Exercise passage START

In the same way that a band who creates a best-selling, critically-acclaimed album are always being judged against their past success, every new Hermès men’s launch will inevitably be compared the contemporary classic that is Terre d’Hermès. Does H24, the French fashion house’s latest men’s offering, top its predecessor? Well, no, but then it’s a completely different animal.

Where Terre is ostentatiously masculine, H24 is decidedly gender neutral. Where Terre is earthy, woody and spicy H24 is aromatic, green, powdery and delicately floral – thanks to a prominent narcissus note. There’s a hint of steely, bitter synthetic metal in there too, which, combined with the more natural, familiar notes makes the fragrance seem like some futuristic fusion of the organic and inorganic – like a flower with steel petals. Terre it is not, but then it’s consciously not trying to be. I love it but just keep that in mind if you decide to give it a go. 

Aqua di Parma Blu Mediterraneo Bergamotta di Calabria

When it comes to finding a fragrance that suits a mature nose something from Acqua Di Parma is a surefire bet. But don’t just stick to the brand’s classic Colonia – make sure you check out the fragrances in their Blu Mediterraneo range too. Released just in time for summer 2021 (what I tend to think of as The Summer of Hope) this year’s offering is a limited-edition version of Blu Mediterraneo Bergamotta di Calabria, housed in a special porcelain bottle emblazoned with a white and gold pattern featuring – appropriately – bergamot fruit. Speaking of which, the bergamot oil used for this particular fragrance is no ordinary bergamot – it’s hand extracted by placing fruit rinds on sea sponges which absorb the oil and are then squeezed to release their precious content. (Who says artisanal extraction methods are dead?!)

Fresh and citrusy, with a gently soothing woody base, this wonderfully uplifting scent is characterised by a warm, spicy ginger note which cuts through the bergamot’s zestiness to give it a delightful piquancy (my nose also picks up hints of burnt rubber – a smell I’m not averse to – too but maybe that’s just me). A superb summer fragrance if you love fresh, crisp, invigorating scents.

Exercise passage END
Data section START

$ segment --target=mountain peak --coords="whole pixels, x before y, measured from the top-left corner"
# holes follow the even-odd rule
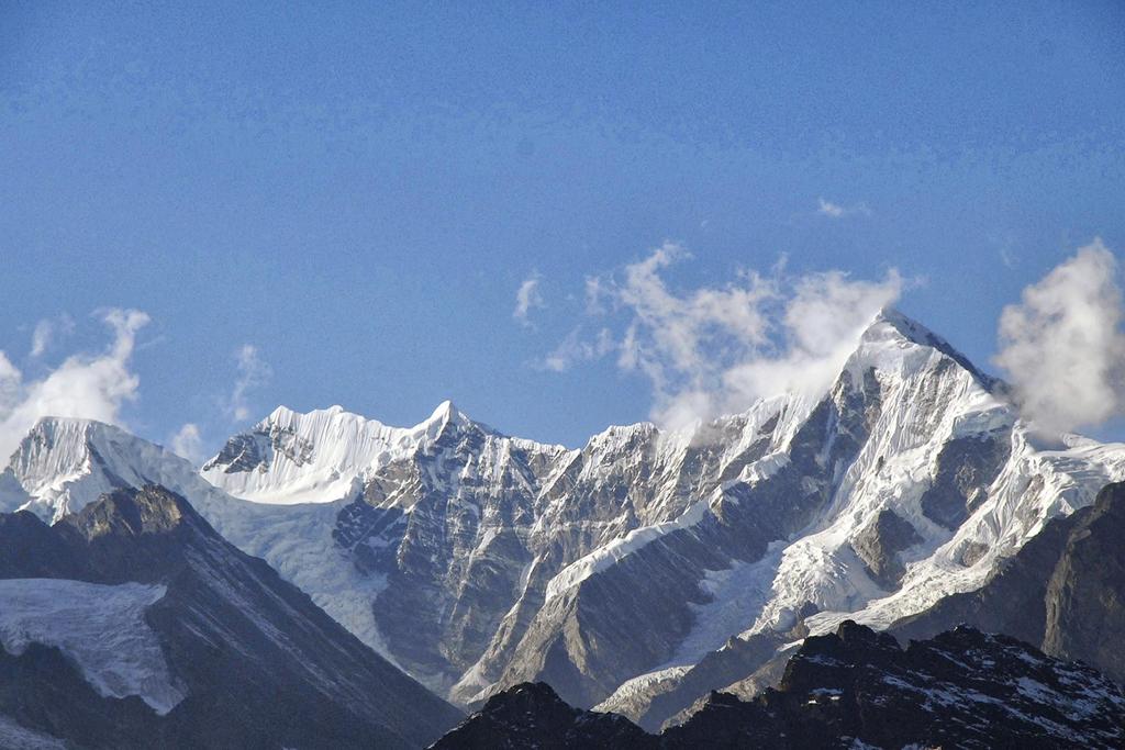
[[[935,349],[968,370],[986,390],[991,391],[998,382],[992,376],[979,370],[968,356],[954,349],[953,344],[944,337],[890,306],[879,310],[860,341],[861,347],[864,344],[899,341]]]
[[[464,414],[461,414],[461,412],[457,408],[457,406],[453,405],[453,401],[451,401],[450,399],[447,398],[444,401],[442,401],[441,404],[438,405],[438,408],[435,408],[433,410],[433,414],[430,415],[430,418],[426,419],[428,424],[429,423],[434,423],[434,422],[438,422],[438,423],[458,422],[458,423],[460,423],[460,422],[469,422],[469,418],[466,417]]]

Data section END

- [Complete the following]
A: In the fragrance review, which note gives H24 its delicately floral character?
B: Copy word for word the part of the fragrance review from "Where Terre is ostentatiously" up to and including "give it a go.".

- [Outputs in order]
A: A prominent narcissus note.

B:
Where Terre is ostentatiously masculine, H24 is decidedly gender neutral. Where Terre is earthy, woody and spicy H24 is aromatic, green, powdery and delicately floral – thanks to a prominent narcissus note. There’s a hint of steely, bitter synthetic metal in there too, which, combined with the more natural, familiar notes makes the fragrance seem like some futuristic fusion of the organic and inorganic – like a flower with steel petals. Terre it is not, but then it’s consciously not trying to be. I love it but just keep that in mind if you decide to give it a go.